• _What is asked_
Each of the entries should be retyped precisely as it appears.

• _The records_

____________

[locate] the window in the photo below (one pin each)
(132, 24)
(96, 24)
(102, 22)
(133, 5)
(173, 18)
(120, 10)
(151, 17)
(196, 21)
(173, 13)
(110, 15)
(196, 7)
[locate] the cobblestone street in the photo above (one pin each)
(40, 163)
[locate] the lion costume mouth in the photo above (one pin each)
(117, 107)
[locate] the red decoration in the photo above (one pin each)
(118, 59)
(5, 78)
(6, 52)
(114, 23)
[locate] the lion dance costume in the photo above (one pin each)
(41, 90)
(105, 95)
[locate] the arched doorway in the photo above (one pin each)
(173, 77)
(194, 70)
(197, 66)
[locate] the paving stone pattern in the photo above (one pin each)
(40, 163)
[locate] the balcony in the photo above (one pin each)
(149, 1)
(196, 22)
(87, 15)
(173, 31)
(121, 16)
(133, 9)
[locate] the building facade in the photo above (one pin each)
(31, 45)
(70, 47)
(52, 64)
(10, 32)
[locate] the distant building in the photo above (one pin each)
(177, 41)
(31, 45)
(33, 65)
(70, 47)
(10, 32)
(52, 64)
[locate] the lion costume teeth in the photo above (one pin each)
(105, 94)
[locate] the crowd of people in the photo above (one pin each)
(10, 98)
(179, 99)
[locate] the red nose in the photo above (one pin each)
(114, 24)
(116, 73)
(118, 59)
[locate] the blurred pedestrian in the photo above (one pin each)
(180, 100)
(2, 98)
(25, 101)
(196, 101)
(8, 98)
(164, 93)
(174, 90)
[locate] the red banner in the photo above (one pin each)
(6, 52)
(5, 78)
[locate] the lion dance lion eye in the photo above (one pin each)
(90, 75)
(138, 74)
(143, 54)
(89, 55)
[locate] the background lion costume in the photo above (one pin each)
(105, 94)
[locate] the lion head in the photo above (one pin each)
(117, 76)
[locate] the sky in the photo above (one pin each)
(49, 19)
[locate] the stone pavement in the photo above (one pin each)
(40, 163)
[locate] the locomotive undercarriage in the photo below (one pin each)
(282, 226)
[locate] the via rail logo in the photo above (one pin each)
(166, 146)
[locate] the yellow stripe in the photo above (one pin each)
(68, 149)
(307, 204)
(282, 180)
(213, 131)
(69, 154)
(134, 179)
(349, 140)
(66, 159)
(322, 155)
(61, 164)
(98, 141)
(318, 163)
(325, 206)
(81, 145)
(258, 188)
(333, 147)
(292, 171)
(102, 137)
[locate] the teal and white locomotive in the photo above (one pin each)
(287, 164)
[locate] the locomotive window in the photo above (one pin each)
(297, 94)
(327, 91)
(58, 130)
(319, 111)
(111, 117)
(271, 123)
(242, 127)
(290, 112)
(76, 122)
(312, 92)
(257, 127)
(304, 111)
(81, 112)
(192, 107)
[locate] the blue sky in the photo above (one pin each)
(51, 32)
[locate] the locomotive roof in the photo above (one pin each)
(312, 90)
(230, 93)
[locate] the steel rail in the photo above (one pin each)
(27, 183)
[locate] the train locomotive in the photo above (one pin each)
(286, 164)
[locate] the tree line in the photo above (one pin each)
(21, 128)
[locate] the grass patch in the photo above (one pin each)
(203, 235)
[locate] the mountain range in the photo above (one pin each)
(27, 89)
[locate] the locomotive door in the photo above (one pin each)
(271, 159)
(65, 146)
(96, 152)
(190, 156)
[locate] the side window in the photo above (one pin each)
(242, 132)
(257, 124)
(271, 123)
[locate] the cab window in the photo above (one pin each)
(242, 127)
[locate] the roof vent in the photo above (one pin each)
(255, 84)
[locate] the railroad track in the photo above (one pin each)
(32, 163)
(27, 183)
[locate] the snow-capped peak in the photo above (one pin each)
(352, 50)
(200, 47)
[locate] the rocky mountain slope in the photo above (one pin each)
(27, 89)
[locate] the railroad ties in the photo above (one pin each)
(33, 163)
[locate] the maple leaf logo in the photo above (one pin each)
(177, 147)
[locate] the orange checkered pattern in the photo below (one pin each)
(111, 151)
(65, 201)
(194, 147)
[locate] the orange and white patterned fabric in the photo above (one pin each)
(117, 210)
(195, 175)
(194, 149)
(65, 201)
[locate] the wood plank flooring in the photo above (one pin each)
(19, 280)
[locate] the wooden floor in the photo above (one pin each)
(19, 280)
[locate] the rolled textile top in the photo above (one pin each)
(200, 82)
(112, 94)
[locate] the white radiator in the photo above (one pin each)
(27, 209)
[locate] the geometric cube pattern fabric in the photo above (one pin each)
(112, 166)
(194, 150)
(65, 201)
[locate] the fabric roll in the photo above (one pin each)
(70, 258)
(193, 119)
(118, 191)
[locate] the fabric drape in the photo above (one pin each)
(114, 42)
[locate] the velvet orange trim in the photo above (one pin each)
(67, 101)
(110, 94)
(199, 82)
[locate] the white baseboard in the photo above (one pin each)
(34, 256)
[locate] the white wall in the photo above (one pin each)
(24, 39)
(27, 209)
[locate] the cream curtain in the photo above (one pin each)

____________

• _Solution for this problem_
[locate] the window in the photo below (one pin each)
(132, 24)
(96, 24)
(102, 22)
(133, 5)
(173, 18)
(120, 10)
(151, 17)
(196, 21)
(173, 13)
(110, 15)
(196, 7)
[locate] the cobblestone street in the photo above (one pin each)
(40, 163)
[locate] the lion costume mouth in the photo above (one pin each)
(117, 107)
[locate] the red decoration in the photo above (one pin each)
(118, 59)
(5, 78)
(6, 52)
(114, 23)
[locate] the lion dance costume in the photo above (one pin each)
(41, 90)
(105, 95)
[locate] the arched doorway in the photo above (one pin each)
(173, 77)
(194, 70)
(197, 66)
[locate] the paving stone pattern in the photo above (one pin each)
(40, 163)
[locate] the balcony in the photo above (one pin each)
(149, 1)
(196, 22)
(87, 15)
(173, 31)
(121, 16)
(133, 9)
[locate] the building facade in the photo above (one pin each)
(31, 45)
(70, 47)
(52, 64)
(10, 32)
[locate] the distant building in the photo above (one pin each)
(177, 41)
(31, 45)
(33, 65)
(70, 47)
(10, 32)
(52, 64)
[locate] the lion costume teeth in the photo above (one pin each)
(105, 94)
[locate] the crowd of people in the photo above (one pin each)
(10, 98)
(179, 99)
[locate] the red nose in the photo above (one pin each)
(114, 24)
(116, 73)
(118, 59)
[locate] the blurred pedestrian in the photo above (one pin each)
(180, 100)
(2, 98)
(25, 101)
(196, 101)
(8, 98)
(164, 93)
(174, 90)
[locate] the red banner in the photo above (one pin each)
(6, 52)
(5, 78)
[locate] the lion dance lion eye in the photo above (one pin each)
(90, 75)
(138, 74)
(143, 54)
(89, 55)
[locate] the background lion costume in the photo above (one pin each)
(105, 94)
[locate] the lion head in the photo above (one pin each)
(117, 76)
[locate] the sky in the photo above (one pin each)
(49, 19)
[locate] the stone pavement in the photo above (one pin each)
(40, 163)
[locate] the locomotive undercarriage in the photo below (one pin each)
(282, 226)
[locate] the via rail logo in the photo above (one pin each)
(166, 146)
[locate] the yellow stripe in the photo above (one pin each)
(68, 149)
(307, 204)
(282, 180)
(213, 131)
(69, 154)
(134, 179)
(349, 140)
(66, 159)
(322, 155)
(61, 164)
(98, 141)
(318, 163)
(325, 206)
(81, 145)
(258, 188)
(333, 147)
(292, 171)
(102, 137)
[locate] the teal and white locomotive in the photo above (one pin each)
(287, 164)
[locate] the locomotive window in the photo above (one pin each)
(297, 94)
(327, 91)
(58, 130)
(319, 111)
(111, 117)
(271, 123)
(242, 127)
(290, 112)
(76, 122)
(312, 92)
(257, 127)
(304, 111)
(81, 112)
(192, 107)
[locate] the blue sky in the photo above (one pin each)
(51, 32)
[locate] the locomotive roof in the photo above (one pin each)
(312, 90)
(230, 93)
[locate] the steel rail in the photo above (one pin each)
(27, 183)
[locate] the train locomotive in the photo above (one pin each)
(286, 164)
[locate] the tree line in the photo above (one pin each)
(21, 128)
[locate] the grass patch in the photo above (one pin each)
(203, 235)
[locate] the mountain range in the photo above (one pin each)
(27, 89)
[locate] the locomotive door in the photo above (one pin each)
(271, 159)
(65, 146)
(96, 152)
(190, 156)
[locate] the side window in the photo above (one pin each)
(242, 132)
(257, 124)
(271, 123)
[locate] the cab window in the photo above (one pin each)
(242, 127)
[locate] the roof vent in the photo above (one pin each)
(255, 84)
[locate] the railroad track in the photo above (one pin each)
(32, 163)
(27, 183)
[locate] the snow-capped peak in the photo above (one pin each)
(352, 50)
(200, 47)
[locate] the rocky mountain slope in the photo above (one pin each)
(27, 89)
[locate] the railroad ties in the photo above (one pin each)
(33, 163)
[locate] the maple leaf logo in the photo above (one pin each)
(177, 147)
[locate] the orange checkered pattern in the photo below (one pin each)
(111, 151)
(65, 201)
(194, 147)
[locate] the orange and white patterned fabric in the photo above (one pin each)
(117, 210)
(195, 175)
(194, 149)
(65, 201)
[locate] the wood plank flooring in the photo above (one pin each)
(19, 280)
[locate] the wooden floor in the photo above (one pin each)
(19, 280)
[locate] the rolled textile top in the photo above (one pin each)
(200, 82)
(112, 94)
[locate] the white radiator in the photo above (one pin each)
(27, 209)
[locate] the geometric cube pattern fabric in the photo above (one pin each)
(112, 166)
(194, 150)
(65, 201)
[locate] the fabric roll in the photo above (one pin each)
(70, 258)
(193, 119)
(118, 191)
[locate] the fabric drape in the photo above (one pin each)
(114, 42)
[locate] the velvet orange trim in the photo above (one pin each)
(67, 101)
(110, 94)
(199, 82)
[locate] the white baseboard in the photo above (one pin each)
(34, 256)
[locate] the white wall in the photo above (one pin each)
(24, 39)
(27, 209)
[locate] the cream curtain in the photo above (one pin each)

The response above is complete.